:: 抜粋箇所 ::
+ + +
10 原告らが本件起訴及び起訴休職によつて受けた損害は多岐にわたるが、とり
あえず左記の損害の賠償を被告らに求める。
(一) 起訴休職による給与等の損失
(原告Aについて)
 本件起訴休職処分がなければ、昭和四四年一二月より昭和五〇年六月までの期間
中原告Aが得られた本俸、調整手当暫定手当、夏季、年末、年度末の各手当の総額
は、金六五七万二一六八円であるところ、本件起訴休職処分により、右期間中の定
期昇給は停止されたうえ、昭和四四年一二月二六日以降昭和四九年六月一二日まで
の間は右本俸及び諸手当の六〇パーセント、同月一三日以降昭和五〇年六月二五日
までの間はその三〇パーセントしか支給されず、前記期間中現実に支払を受けた本
俸及び諸手当の総額は金三〇五万二一七九円であつた。
 したがつて、原告Aは、その差額の金三五一万九九八九円の給与等の得べかりし
利益を喪失したことになる。
(原告Bについて)
 本件起訴休職処分がなければ、昭和四五年一月より昭和五〇年六月までの期間中
原告Bが得られた本俸、調整手当暫定手当、夏季、年末年度末の各手当の総額は、
金六九二万一六〇一円であるところ、本件起訴休職処分により、右期間中の定期昇
給は停止されたうえ、昭和四五年一月二日以降昭和四九年六月一二日までの間は右
本俸及び諸手当の六〇パーセント、同月一三日以降昭和五〇年六月二五日までの間
はその三〇パーセントしか支給されず、前記期間中現実に支払を受けた本俸及び諸
手当の総額は金三一七万九一八四円であつた。
 したがつて、原告Bはその差額の金三七四万二四一七円の給与等の得べかりし利
益を喪失したことになる。
+ + +
:: 提示データ ::

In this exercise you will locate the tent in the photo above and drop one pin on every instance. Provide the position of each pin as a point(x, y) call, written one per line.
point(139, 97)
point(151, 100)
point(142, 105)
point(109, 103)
+ + +
:: 設問内容 ::
抜粋のうち「したがつて、原告Aは、その差額の金三五一万九九八九円の給与等の得べかりし」を含む語句から書き始め、「手当の総額は金三一七万九一八四円であつた。」まで来たらそこで止めて、一字も変えずに繰り返してください。

:: 解答 ::
したがつて、原告Aは、その差額の金三五一万九九八九円の給与等の得べかりし
利益を喪失したことになる。
(原告Bについて)
 本件起訴休職処分がなければ、昭和四五年一月より昭和五〇年六月までの期間中
原告Bが得られた本俸、調整手当暫定手当、夏季、年末年度末の各手当の総額は、
金六九二万一六〇一円であるところ、本件起訴休職処分により、右期間中の定期昇
給は停止されたうえ、昭和四五年一月二日以降昭和四九年六月一二日までの間は右
本俸及び諸手当の六〇パーセント、同月一三日以降昭和五〇年六月二五日までの間
はその三〇パーセントしか支給されず、前記期間中現実に支払を受けた本俸及び諸
手当の総額は金三一七万九一八四円であつた。